[AIM OF THE TASK] Return the listing lines from the line with "Where can the dog's" up to and including the line with "point(498, 210)", reproduced verbatim and nothing else.

— Begin MATERIAL PROVIDED —

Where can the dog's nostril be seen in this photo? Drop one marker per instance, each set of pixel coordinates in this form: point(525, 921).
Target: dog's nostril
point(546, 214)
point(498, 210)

— End MATERIAL PROVIDED —
— Begin MATERIAL PROVIDED —

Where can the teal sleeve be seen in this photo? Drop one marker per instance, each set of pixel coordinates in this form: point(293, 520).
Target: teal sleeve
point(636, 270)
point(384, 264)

— End MATERIAL PROVIDED —

[SOLUTION]
Where can the dog's nostril be seen in this photo? Drop one marker per instance, each set of pixel coordinates in this form: point(525, 921).
Target: dog's nostril
point(546, 214)
point(498, 210)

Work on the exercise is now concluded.